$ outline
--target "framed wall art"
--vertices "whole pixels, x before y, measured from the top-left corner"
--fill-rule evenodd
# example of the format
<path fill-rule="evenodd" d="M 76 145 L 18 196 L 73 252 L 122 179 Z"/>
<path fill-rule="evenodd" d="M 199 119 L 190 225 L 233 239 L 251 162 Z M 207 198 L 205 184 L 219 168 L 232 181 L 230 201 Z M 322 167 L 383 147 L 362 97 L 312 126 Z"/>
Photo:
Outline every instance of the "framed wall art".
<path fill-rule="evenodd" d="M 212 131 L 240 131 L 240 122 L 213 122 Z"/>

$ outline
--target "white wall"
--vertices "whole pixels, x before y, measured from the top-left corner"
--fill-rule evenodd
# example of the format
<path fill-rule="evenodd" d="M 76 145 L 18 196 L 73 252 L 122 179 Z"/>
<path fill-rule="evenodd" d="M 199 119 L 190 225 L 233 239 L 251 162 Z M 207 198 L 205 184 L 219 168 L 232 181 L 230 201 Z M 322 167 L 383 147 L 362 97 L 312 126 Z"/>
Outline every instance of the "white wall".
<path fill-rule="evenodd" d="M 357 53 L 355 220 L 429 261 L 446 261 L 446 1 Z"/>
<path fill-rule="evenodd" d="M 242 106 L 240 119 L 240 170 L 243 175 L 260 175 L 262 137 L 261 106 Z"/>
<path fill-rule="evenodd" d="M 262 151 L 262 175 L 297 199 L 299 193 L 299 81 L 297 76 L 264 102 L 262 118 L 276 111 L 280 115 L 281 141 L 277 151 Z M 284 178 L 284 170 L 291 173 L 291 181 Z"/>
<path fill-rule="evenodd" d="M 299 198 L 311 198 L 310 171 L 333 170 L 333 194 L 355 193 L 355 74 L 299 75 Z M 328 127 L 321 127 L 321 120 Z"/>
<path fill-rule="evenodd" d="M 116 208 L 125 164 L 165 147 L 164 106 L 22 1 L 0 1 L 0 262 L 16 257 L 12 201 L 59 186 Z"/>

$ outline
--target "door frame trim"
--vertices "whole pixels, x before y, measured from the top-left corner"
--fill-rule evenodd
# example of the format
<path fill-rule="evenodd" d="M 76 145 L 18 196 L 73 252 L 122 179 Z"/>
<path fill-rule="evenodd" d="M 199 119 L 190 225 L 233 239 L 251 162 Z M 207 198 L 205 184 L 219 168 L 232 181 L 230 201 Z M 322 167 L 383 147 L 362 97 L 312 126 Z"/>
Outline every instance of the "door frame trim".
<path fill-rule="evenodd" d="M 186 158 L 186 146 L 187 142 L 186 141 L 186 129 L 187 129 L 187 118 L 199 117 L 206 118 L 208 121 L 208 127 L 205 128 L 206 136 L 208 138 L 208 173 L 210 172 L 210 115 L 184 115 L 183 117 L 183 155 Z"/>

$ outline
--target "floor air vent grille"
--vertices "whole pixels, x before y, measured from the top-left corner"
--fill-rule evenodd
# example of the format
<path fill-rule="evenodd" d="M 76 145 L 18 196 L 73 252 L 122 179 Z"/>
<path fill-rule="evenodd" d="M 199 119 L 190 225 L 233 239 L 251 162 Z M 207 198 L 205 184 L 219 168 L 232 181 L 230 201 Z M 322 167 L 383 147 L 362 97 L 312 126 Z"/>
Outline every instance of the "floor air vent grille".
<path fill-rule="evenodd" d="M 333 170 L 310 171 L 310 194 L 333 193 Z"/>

════

#### Your goal
Rewrite the rows from the beginning up to and including the line containing "116 208 L 125", changing "example of the format" to "sample of the format" and leaving everything else unchanged.

#### Exercise result
$ outline
--target "framed wall art"
--vertices "whole pixels, x before y, measured from the top-left corner"
--fill-rule evenodd
# sample of the format
<path fill-rule="evenodd" d="M 76 145 L 18 196 L 73 252 L 122 179 Z"/>
<path fill-rule="evenodd" d="M 199 119 L 190 225 L 233 239 L 251 162 Z M 207 198 L 205 184 L 219 168 L 232 181 L 230 201 Z M 322 167 L 383 147 L 362 97 L 312 126 Z"/>
Photo:
Outline every instance of the "framed wall art".
<path fill-rule="evenodd" d="M 212 131 L 240 131 L 240 122 L 213 122 Z"/>

$ outline
--target "white wall"
--vertices "whole pixels, x before y, measured from the top-left corner"
--fill-rule evenodd
# sample of the format
<path fill-rule="evenodd" d="M 76 145 L 18 196 L 73 252 L 122 179 Z"/>
<path fill-rule="evenodd" d="M 199 119 L 190 225 L 233 239 L 251 162 Z M 207 198 L 205 184 L 219 168 L 232 181 L 230 201 Z M 322 167 L 383 147 L 362 97 L 312 126 Z"/>
Outline every instance of the "white wall".
<path fill-rule="evenodd" d="M 357 53 L 355 220 L 429 261 L 446 261 L 446 1 Z"/>
<path fill-rule="evenodd" d="M 242 106 L 240 119 L 240 170 L 243 175 L 260 175 L 262 137 L 261 106 Z"/>
<path fill-rule="evenodd" d="M 262 151 L 262 175 L 297 199 L 299 193 L 299 81 L 297 76 L 264 102 L 262 118 L 276 111 L 280 115 L 281 141 L 277 151 Z M 284 178 L 284 170 L 291 173 L 291 181 Z"/>
<path fill-rule="evenodd" d="M 299 198 L 311 198 L 310 171 L 333 170 L 333 194 L 355 193 L 355 74 L 299 75 Z M 328 127 L 321 127 L 321 120 Z"/>
<path fill-rule="evenodd" d="M 116 208 L 125 164 L 165 147 L 164 106 L 22 1 L 0 1 L 0 262 L 16 257 L 12 201 L 59 186 Z"/>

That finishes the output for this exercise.